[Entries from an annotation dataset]

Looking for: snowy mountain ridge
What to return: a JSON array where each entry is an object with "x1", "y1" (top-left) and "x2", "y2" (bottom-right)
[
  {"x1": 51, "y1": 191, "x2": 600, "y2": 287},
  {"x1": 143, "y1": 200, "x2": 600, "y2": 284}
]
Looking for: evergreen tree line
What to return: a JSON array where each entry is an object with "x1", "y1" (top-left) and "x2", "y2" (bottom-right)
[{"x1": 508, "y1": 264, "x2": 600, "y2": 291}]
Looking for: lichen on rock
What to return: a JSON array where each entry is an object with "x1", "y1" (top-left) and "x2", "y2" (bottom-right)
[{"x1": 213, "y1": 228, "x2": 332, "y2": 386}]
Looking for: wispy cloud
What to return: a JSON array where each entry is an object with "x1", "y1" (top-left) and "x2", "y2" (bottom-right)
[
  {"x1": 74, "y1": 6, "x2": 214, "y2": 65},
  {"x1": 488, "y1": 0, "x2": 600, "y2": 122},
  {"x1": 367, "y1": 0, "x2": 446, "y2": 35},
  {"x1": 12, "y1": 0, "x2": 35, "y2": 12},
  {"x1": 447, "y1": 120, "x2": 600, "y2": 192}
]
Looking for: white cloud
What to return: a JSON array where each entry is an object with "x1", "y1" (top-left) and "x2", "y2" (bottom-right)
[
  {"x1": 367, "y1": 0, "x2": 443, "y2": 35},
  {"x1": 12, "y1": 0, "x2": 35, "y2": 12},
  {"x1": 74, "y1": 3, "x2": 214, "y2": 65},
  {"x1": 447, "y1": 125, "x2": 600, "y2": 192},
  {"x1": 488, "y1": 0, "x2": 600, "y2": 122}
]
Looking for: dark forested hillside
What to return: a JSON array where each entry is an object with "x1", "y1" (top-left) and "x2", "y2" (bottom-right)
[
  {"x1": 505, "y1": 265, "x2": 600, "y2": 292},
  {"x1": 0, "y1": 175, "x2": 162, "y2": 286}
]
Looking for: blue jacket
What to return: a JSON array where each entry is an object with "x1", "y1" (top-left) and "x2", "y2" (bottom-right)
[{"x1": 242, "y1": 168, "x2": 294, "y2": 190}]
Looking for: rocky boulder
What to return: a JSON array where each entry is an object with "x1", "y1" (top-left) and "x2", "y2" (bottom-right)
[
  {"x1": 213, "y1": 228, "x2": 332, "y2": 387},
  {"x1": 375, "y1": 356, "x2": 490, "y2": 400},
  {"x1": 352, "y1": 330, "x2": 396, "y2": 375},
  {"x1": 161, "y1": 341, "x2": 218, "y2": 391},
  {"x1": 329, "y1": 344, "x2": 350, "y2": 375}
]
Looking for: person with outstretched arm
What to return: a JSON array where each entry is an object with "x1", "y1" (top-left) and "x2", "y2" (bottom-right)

**Goal:** Render every line of the records above as a Markdown table with the columns "Row" and "Text", giving each line its own numbered row and skipping any blank lines.

**Result:**
| Row | Text |
|---|---|
| 1 | Looking for: snowy mountain ridge |
| 2 | What to return: a JSON array where each entry is an object with "x1", "y1" (top-left) and "x2", "y2" (bottom-right) |
| 3 | [ |
| 4 |   {"x1": 51, "y1": 191, "x2": 600, "y2": 287}, |
| 5 |   {"x1": 143, "y1": 200, "x2": 600, "y2": 284} |
| 6 | ] |
| 7 | Looking for: evergreen tree line |
| 8 | What to return: a JSON array where each entry is an object with "x1", "y1" (top-left) and "x2", "y2" (bottom-right) |
| 9 | [{"x1": 508, "y1": 264, "x2": 600, "y2": 291}] |
| 10 | Looking for: lichen on rock |
| 11 | What to return: a JSON array where each entry is an object with "x1", "y1" (top-left) and "x2", "y2" (bottom-right) |
| 12 | [{"x1": 213, "y1": 228, "x2": 332, "y2": 386}] |
| 13 | Looking for: wispy cloud |
| 14 | What to return: a JSON array where each entry is an object with "x1", "y1" (top-left) and "x2", "y2" (bottom-right) |
| 15 | [ |
| 16 |   {"x1": 74, "y1": 6, "x2": 214, "y2": 65}, |
| 17 |   {"x1": 488, "y1": 0, "x2": 600, "y2": 122}, |
| 18 |   {"x1": 367, "y1": 0, "x2": 446, "y2": 35}, |
| 19 |   {"x1": 12, "y1": 0, "x2": 35, "y2": 12}, |
| 20 |   {"x1": 447, "y1": 120, "x2": 600, "y2": 192} |
| 21 | ] |
| 22 | Looking for: white cloud |
| 23 | What to return: a JSON array where each entry is an object with "x1", "y1" (top-left) and "x2", "y2" (bottom-right) |
| 24 | [ |
| 25 |   {"x1": 367, "y1": 0, "x2": 443, "y2": 35}, |
| 26 |   {"x1": 12, "y1": 0, "x2": 35, "y2": 12}, |
| 27 |   {"x1": 74, "y1": 3, "x2": 214, "y2": 65}, |
| 28 |   {"x1": 447, "y1": 125, "x2": 600, "y2": 192}, |
| 29 |   {"x1": 488, "y1": 0, "x2": 600, "y2": 122} |
| 30 | ] |
| 31 | Looking for: dark forested hillside |
| 32 | What to return: a JSON array where each entry is an object with "x1", "y1" (top-left) and "x2", "y2" (bottom-right) |
| 33 | [ |
| 34 |   {"x1": 505, "y1": 265, "x2": 600, "y2": 292}, |
| 35 |   {"x1": 0, "y1": 175, "x2": 162, "y2": 286} |
| 36 | ] |
| 37 | Looking for: blue jacket |
| 38 | What to return: a JSON array where each entry is an object with "x1", "y1" (top-left) and "x2", "y2" (bottom-right) |
| 39 | [{"x1": 242, "y1": 168, "x2": 294, "y2": 190}] |
| 40 | Looking for: rocky boulder |
| 41 | What to return: a JSON array where each entry is an object with "x1", "y1" (top-left) and "x2", "y2" (bottom-right) |
| 42 | [ |
| 43 |   {"x1": 213, "y1": 228, "x2": 332, "y2": 387}, |
| 44 |   {"x1": 375, "y1": 356, "x2": 490, "y2": 400}, |
| 45 |   {"x1": 352, "y1": 330, "x2": 396, "y2": 375}, |
| 46 |   {"x1": 161, "y1": 341, "x2": 218, "y2": 391}, |
| 47 |   {"x1": 329, "y1": 344, "x2": 350, "y2": 375} |
| 48 | ] |
| 49 | Looking for: person with outstretched arm |
| 50 | What to return: a JSON array where each entry is an object with "x1", "y1" (top-left) and "x2", "y2" (bottom-right) |